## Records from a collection
++++

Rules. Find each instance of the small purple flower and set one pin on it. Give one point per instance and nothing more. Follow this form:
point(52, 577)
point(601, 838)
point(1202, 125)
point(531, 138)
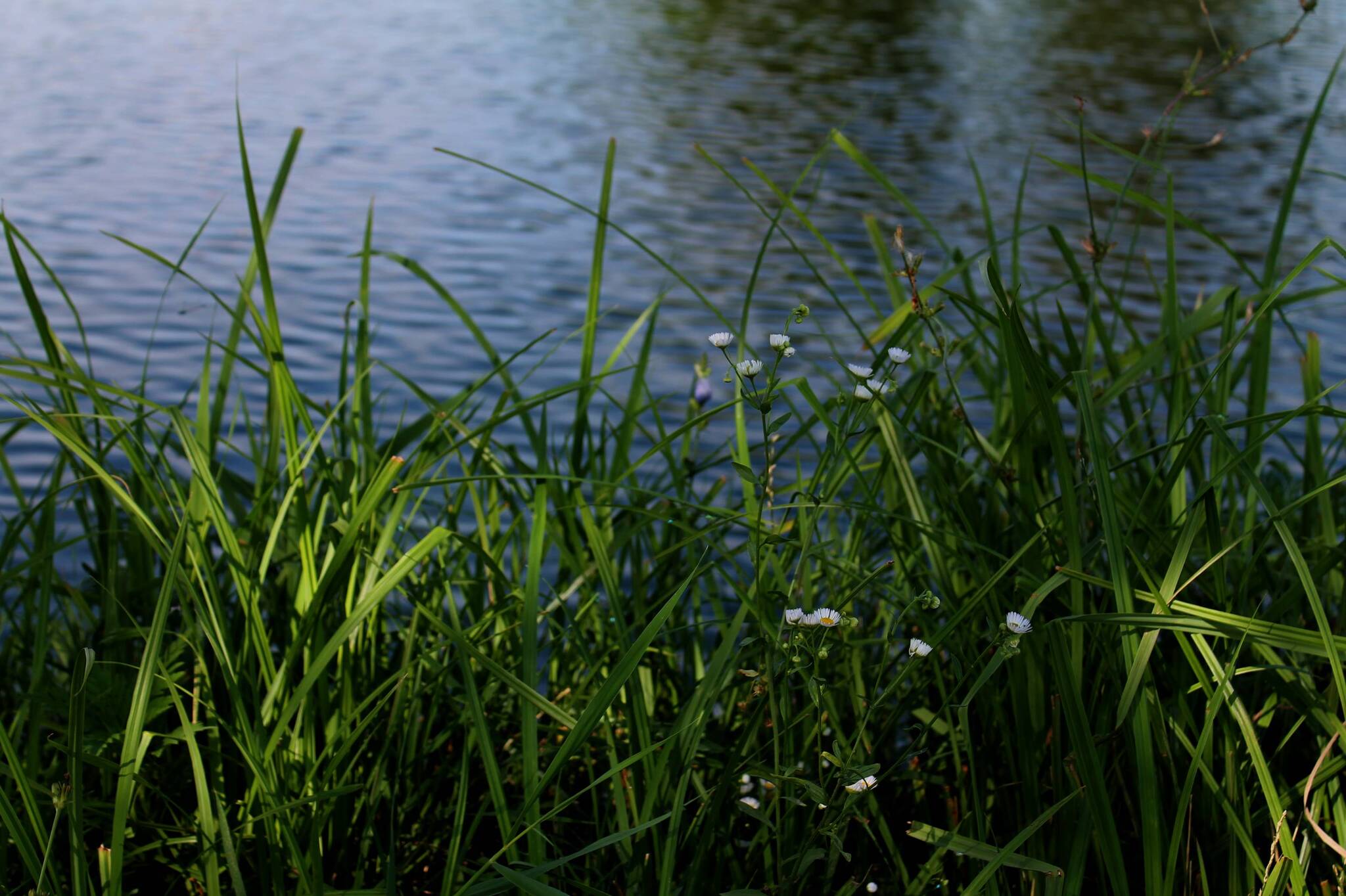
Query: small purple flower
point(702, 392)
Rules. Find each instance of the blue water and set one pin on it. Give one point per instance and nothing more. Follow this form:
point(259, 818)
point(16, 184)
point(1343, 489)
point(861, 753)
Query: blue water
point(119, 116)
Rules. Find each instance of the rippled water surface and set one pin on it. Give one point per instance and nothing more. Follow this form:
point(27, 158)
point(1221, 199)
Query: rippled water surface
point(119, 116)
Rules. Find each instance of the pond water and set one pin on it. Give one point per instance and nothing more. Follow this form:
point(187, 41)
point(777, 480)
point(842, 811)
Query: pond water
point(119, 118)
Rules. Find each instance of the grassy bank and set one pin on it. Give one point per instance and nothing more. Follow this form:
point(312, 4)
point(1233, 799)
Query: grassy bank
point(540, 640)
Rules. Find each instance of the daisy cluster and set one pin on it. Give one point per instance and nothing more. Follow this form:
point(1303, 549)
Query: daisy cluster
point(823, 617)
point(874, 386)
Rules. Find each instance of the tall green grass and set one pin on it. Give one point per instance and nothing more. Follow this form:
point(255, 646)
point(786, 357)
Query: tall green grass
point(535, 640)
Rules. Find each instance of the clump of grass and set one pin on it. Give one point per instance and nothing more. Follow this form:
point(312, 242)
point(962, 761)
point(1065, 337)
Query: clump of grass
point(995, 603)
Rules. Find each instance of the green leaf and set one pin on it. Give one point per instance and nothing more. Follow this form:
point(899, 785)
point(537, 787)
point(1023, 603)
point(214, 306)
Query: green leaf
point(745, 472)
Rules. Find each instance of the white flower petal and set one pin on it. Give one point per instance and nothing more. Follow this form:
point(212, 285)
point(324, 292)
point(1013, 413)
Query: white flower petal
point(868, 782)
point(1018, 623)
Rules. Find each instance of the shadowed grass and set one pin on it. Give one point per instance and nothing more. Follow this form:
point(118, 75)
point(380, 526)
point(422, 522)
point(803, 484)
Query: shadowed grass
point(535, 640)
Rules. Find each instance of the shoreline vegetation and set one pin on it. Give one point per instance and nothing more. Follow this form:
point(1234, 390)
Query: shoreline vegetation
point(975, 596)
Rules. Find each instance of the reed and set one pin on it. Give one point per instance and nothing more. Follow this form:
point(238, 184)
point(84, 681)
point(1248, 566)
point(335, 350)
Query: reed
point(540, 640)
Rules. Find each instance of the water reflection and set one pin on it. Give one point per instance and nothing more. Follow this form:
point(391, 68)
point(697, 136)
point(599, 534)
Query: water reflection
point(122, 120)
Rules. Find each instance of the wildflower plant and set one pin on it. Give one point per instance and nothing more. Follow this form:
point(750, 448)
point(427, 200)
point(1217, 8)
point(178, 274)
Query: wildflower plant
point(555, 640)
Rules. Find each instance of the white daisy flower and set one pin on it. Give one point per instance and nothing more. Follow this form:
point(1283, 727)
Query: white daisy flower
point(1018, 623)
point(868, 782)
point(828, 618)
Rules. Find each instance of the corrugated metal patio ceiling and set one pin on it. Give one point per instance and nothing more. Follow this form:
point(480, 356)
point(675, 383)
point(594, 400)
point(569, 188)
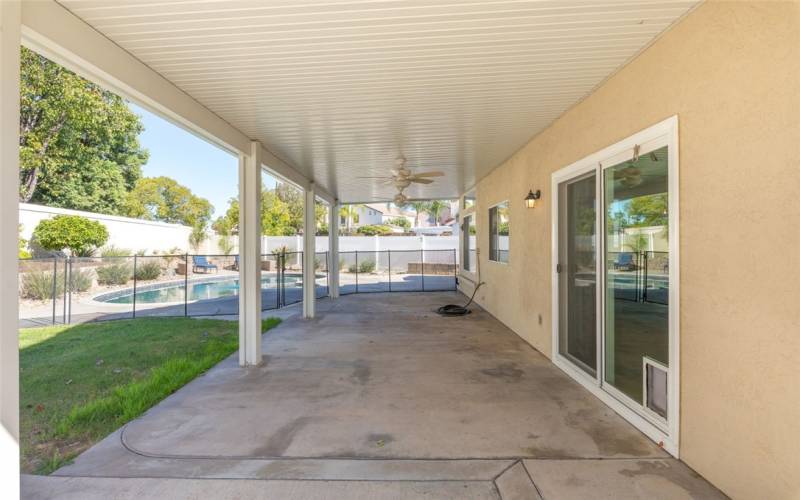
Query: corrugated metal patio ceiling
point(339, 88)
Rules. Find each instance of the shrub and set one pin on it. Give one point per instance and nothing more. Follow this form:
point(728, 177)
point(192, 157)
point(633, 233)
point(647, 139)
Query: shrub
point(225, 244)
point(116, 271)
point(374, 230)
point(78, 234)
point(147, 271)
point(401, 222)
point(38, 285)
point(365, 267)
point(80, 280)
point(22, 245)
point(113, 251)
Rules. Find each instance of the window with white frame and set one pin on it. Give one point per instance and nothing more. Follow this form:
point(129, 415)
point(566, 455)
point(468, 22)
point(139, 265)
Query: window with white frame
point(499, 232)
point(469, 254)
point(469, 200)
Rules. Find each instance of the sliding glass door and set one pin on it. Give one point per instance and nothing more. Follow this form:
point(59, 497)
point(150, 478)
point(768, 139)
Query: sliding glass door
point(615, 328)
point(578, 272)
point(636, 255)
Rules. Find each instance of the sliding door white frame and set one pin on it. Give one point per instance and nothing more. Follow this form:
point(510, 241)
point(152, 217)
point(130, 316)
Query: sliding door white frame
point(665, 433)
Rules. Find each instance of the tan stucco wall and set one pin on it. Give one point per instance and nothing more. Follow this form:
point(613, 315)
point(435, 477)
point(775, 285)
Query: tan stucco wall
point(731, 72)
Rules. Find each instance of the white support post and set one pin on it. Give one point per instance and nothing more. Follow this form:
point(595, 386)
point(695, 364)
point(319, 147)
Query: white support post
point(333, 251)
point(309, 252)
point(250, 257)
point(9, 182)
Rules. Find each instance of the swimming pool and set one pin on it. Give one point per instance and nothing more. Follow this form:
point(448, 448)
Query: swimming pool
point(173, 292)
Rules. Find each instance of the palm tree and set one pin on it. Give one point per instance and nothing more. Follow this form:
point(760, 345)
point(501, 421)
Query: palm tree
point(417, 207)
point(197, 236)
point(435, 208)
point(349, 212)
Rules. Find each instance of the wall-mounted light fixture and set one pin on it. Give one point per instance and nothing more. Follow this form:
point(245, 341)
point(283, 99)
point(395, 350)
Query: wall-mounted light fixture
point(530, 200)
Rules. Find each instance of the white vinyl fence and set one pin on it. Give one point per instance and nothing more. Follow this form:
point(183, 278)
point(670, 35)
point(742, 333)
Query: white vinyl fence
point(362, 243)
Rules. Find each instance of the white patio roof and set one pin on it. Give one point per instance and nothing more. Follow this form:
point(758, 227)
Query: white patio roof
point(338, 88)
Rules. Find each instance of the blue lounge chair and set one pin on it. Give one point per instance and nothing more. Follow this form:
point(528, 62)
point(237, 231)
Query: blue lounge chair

++++

## WHAT IS ASKED
Give all the lines above again, character for character, without pictures.

## FULL ANSWER
Rules. Find each instance of the small purple flower and set one pin on it. Give one point per instance and nothing more. Follow this form:
point(52, 577)
point(601, 838)
point(1202, 125)
point(531, 138)
Query: small purple flower
point(702, 392)
Rules. Find each instance of the blue water and set one pin on it. Give one point per instance and nothing more. Follow this form:
point(259, 818)
point(16, 184)
point(1343, 489)
point(861, 753)
Query: blue water
point(119, 116)
Rules. Find each instance of the rippled water surface and set one pin on it. Give one point per instance and nothing more. Follow this form:
point(27, 158)
point(1221, 199)
Query: rippled water surface
point(119, 116)
Rules. Find each instance of the pond water and set one pin on it. Give one point per instance and nothing more. Follow this form:
point(187, 41)
point(777, 480)
point(842, 811)
Query: pond water
point(119, 118)
Rules. Find each instance of the grassy bank and set one pin on it. Give one point per instance and nothing more. Follow this form:
point(312, 4)
point(1233, 799)
Query: grassy bank
point(540, 640)
Rules. Find each instance of the daisy cluster and set one pin on it. Give one point per instance and nothing more. Follow this form:
point(1303, 549)
Query: daisy cluster
point(823, 617)
point(874, 386)
Rules. Find each instance of the tall green grass and set one pin on it. Give one point per instance and nothing more. Follow this form:
point(255, 646)
point(786, 357)
Query: tall green grass
point(535, 640)
Rules. Find each instance of the clump of grass and set one pin on it. Give one point per instance and nothing more. Follow this form:
point(312, 242)
point(962, 761)
point(1065, 337)
Query: clump of grass
point(995, 603)
Rules. Find each instance of the green leaf and set one pin on it. Give one point per instance and nothing more. Follow this form:
point(899, 785)
point(537, 787)
point(1023, 603)
point(214, 306)
Query: green leaf
point(745, 472)
Rules. Find each instance of the white flower petal and set one pin on it. Give one point per instance and nothing more. Follow this form:
point(212, 285)
point(324, 292)
point(1013, 413)
Query: white flower petal
point(868, 782)
point(1018, 623)
Rules. Find each instance of the shadowed grass and set one pin on it. Give one point per instance and nothing more. Follow this form:
point(118, 75)
point(380, 526)
point(422, 522)
point(803, 484)
Query: shadowed grass
point(535, 640)
Rules. Find each instance of the shoreline vegetation and set one pin on it. Give one point per instance and nothing more. Follow this form:
point(1234, 390)
Query: shoreline vegetation
point(975, 596)
Rules. Find each instance of the reed and set one pin on it. Give one point per instance and nothing more. Follow this form:
point(238, 184)
point(84, 681)
point(1248, 566)
point(335, 350)
Query: reed
point(540, 640)
Rules. Find each instance of the water reflection and set one pin on it. Give one point per instance and nothing more. Follow this form:
point(391, 68)
point(697, 136)
point(599, 534)
Query: water reflection
point(122, 120)
Rules. Find each instance of the wildflower plant and set one pin on it. Give one point per instance and nothing more. Follow this form:
point(750, 448)
point(427, 200)
point(1217, 8)
point(178, 274)
Query: wildflower plant
point(555, 640)
Rules. Find each instance of the white daisy flower and set one pin on it. Give one point per instance and nothing more. Follow this form:
point(1283, 727)
Query: white daisy flower
point(1018, 623)
point(868, 782)
point(828, 618)
Rules. Find each instance of the corrugated metal patio ceiling and set one pin on it. Give one point per instance and nothing more. Follow this form:
point(480, 356)
point(675, 383)
point(594, 400)
point(569, 188)
Query: corrugated metal patio ceiling
point(339, 88)
Rules. Find each instance of the shrub and set one pin on it. Give one point per instance and nothing more. Follow this form:
point(728, 177)
point(192, 157)
point(633, 233)
point(647, 139)
Query: shrub
point(225, 244)
point(116, 271)
point(374, 230)
point(78, 234)
point(147, 271)
point(401, 222)
point(38, 285)
point(365, 267)
point(80, 280)
point(22, 245)
point(113, 251)
Rules. Find each instance of the window with white frame and set one pin on it. Give one point per instance and nothing more. Follow this form:
point(129, 415)
point(566, 455)
point(468, 22)
point(139, 265)
Query: window with white frame
point(499, 232)
point(469, 254)
point(469, 200)
Rules. Find each instance of the sliding glass door and set one pin on it. Give one point per instance and nothing more. Follow this form:
point(59, 497)
point(150, 478)
point(768, 139)
Query: sliding glass door
point(615, 328)
point(578, 272)
point(636, 255)
Rules. Find each instance of the sliding door white frame and set one pin on it. Give one point per instance and nothing more. Follow this form:
point(510, 241)
point(152, 217)
point(130, 316)
Query: sliding door white frame
point(665, 433)
Rules. Find each instance of the tan stucco wall and set one pin on it. Give one point per instance and nothing more. Follow this form:
point(613, 315)
point(435, 477)
point(775, 285)
Query: tan stucco wall
point(731, 72)
Rules. Find each instance of the white support post and set one pin on it. Give one point per instance and nothing more. Follow this form:
point(595, 386)
point(695, 364)
point(319, 147)
Query: white support post
point(333, 251)
point(309, 252)
point(250, 257)
point(9, 182)
Rules. Find each instance of the swimming pool and set one pin on it. Give one point per instance and nothing more. Follow this form:
point(448, 448)
Query: swimming pool
point(173, 292)
Rules. Find each instance of the palm tree and set one pin on it. Give one point per instance and nothing more. Follow this form:
point(760, 345)
point(501, 421)
Query: palm tree
point(417, 207)
point(197, 236)
point(435, 208)
point(349, 212)
Rules. Find each instance of the wall-mounted light fixture and set one pin on it. Give one point per instance and nothing more. Follow this form:
point(245, 341)
point(283, 99)
point(395, 350)
Query: wall-mounted light fixture
point(530, 200)
Rules. Find each instance of the white vinyl fence and set one pin on it. Give one point per instance and nothing more. Follow this form:
point(183, 278)
point(670, 35)
point(742, 333)
Query: white vinyl fence
point(362, 243)
Rules. Find each instance of the white patio roof and set one pin on it. Give one point per instance and nothing more. Follow this form:
point(758, 227)
Query: white patio roof
point(338, 88)
Rules. Find each instance of the blue lounge chair and set one pin on it. Give one point per instance and nothing more. Follow this form:
point(528, 62)
point(237, 231)
Query: blue lounge chair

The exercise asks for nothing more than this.